**Apply what you read**.
A. List the foods that the text on MSG says monosodium glutamate is commonly added to.
B. Extend the text on MSG below, starting after its final sentence.

“What’s the deal with MSG? Is it really harmful to me?
Do Asian cooks still use it?”
Joshua Swanson, LA.
The Japanese have a word for it: “umami”. It’s a “fifth taste”, in addition to salt, sweet, sour, and bitter. MSG is roughly translated as “meatiness”.
MSG is a controversial ingredient and a lot of Asian restaurants have jumped on the bandwagon of being antiMSG-posting signs on their storefronts claiming they do not cook with MSG. My mom still cooks with MSG because it enhances the flavor of whatever she’s cooking and she’s been using if for years. Neither of us has experienced any type of reaction from MSG. However, I want to ensure we answer this from a professional angle, so we are checking in with Mayo Clinic Nutritionalist, Katherine Zeratsky, R.D., L.D. for a clinical answer to our questions about MSG.
Monosodium glutamate (MSG) is a flavor enhancer commonly added to Chinese food, canned vegetables, soups and processed meats. Although the Food and Drug Administration (FDA) has classified MSG as a food ingredient that’s “generally recognized as safe,” the use of MSG remains controversial. For this reason, when MSG is added to food, the FDA requires that it be listed on the label.

(Collection entries)
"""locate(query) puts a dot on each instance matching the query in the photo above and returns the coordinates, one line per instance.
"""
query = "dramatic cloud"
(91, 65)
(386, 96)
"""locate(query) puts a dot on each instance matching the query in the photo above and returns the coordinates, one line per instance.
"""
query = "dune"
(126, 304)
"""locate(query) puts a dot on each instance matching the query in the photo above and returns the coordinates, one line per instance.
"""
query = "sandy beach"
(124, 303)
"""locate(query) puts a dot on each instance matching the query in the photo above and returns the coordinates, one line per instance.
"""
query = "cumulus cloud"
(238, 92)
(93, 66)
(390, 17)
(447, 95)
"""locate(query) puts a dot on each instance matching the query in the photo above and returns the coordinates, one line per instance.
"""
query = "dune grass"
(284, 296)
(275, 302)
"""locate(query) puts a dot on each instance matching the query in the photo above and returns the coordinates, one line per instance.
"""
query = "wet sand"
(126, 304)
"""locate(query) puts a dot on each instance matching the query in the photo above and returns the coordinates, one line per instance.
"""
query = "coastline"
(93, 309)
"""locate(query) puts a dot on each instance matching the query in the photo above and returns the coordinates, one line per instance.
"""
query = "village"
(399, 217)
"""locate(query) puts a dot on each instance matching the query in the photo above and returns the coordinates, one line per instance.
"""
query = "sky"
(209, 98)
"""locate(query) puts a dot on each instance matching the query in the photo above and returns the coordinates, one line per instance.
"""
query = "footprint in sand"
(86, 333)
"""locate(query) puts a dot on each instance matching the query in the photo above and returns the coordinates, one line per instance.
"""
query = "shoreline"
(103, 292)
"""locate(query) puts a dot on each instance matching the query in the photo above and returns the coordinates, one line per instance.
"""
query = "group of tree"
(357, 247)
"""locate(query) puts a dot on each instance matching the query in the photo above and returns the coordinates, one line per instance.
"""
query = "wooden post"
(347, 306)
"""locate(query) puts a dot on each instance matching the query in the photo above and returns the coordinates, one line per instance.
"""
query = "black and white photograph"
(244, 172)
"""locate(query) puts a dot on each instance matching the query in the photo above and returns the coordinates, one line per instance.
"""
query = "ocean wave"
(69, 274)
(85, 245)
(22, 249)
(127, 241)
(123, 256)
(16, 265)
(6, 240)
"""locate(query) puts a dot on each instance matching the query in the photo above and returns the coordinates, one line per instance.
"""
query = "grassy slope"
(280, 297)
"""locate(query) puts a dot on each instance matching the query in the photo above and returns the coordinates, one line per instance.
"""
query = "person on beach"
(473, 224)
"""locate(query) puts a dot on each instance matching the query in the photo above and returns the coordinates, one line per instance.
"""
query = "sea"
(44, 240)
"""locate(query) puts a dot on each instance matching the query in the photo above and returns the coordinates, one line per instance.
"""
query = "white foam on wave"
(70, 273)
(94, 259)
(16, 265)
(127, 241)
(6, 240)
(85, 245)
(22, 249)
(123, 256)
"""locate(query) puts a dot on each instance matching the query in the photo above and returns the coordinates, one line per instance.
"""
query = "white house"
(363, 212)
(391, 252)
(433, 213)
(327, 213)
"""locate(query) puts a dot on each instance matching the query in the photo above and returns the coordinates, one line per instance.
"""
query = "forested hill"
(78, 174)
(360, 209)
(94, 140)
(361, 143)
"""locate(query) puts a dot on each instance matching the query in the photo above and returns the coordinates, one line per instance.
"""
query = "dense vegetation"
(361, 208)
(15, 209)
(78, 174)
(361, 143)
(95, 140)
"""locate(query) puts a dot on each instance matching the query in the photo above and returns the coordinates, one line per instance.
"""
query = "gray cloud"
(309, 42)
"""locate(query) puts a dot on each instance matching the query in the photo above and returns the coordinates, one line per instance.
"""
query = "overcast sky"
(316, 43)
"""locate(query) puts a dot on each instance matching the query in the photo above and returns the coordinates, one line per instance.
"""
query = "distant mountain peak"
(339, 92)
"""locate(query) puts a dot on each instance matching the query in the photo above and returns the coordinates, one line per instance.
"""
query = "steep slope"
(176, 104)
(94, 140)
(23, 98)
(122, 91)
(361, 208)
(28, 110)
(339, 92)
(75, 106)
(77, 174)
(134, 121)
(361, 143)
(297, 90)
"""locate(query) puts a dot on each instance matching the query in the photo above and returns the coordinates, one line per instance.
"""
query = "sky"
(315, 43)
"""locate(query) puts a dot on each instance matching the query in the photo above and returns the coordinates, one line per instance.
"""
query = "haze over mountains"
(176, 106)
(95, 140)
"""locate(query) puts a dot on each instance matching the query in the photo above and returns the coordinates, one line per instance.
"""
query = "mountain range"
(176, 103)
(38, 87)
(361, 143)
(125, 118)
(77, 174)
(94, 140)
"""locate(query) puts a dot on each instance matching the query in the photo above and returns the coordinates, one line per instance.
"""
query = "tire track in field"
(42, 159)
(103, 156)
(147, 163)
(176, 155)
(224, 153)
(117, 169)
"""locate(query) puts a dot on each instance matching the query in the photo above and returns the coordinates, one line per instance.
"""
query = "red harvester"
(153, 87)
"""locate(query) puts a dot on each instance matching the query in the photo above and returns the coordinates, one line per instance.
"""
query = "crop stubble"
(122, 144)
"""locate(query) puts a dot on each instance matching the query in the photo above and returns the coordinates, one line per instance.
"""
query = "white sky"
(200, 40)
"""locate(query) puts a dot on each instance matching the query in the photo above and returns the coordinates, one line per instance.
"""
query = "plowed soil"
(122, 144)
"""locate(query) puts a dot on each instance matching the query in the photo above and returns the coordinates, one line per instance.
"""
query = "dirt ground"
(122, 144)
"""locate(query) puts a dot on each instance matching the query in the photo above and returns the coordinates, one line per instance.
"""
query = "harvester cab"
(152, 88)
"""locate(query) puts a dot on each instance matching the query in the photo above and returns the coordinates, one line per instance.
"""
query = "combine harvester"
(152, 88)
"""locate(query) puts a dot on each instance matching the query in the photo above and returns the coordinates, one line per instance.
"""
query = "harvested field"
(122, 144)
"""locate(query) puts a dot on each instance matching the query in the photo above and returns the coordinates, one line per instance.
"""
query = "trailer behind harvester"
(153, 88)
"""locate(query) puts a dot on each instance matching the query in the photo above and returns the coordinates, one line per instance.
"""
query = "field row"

**Results for each task**.
A. Chinese food, canned vegetables, soups, processed meats

B.
MSG has been used as a food additive for decades. Over the years, the FDA has received many anecdotal reports of adverse reactions to foods containing MSG. These reactions — known as MSG symptom complex — include:
* Facial pressure or tightness
* Numbness, tingling or burning in face, neck and other areas
* Rapid, fluttering heartbeats (heart palpitations)
* Chest pain
However, researchers have found no definitive evidence of a link between MSG and these symptoms. Researchers acknowledge, though, that a small percentage of people may have short-term reactions to MSG. Symptoms are usually mild and don’t require treatment. The only way to prevent a reaction is to avoid foods containing MSG.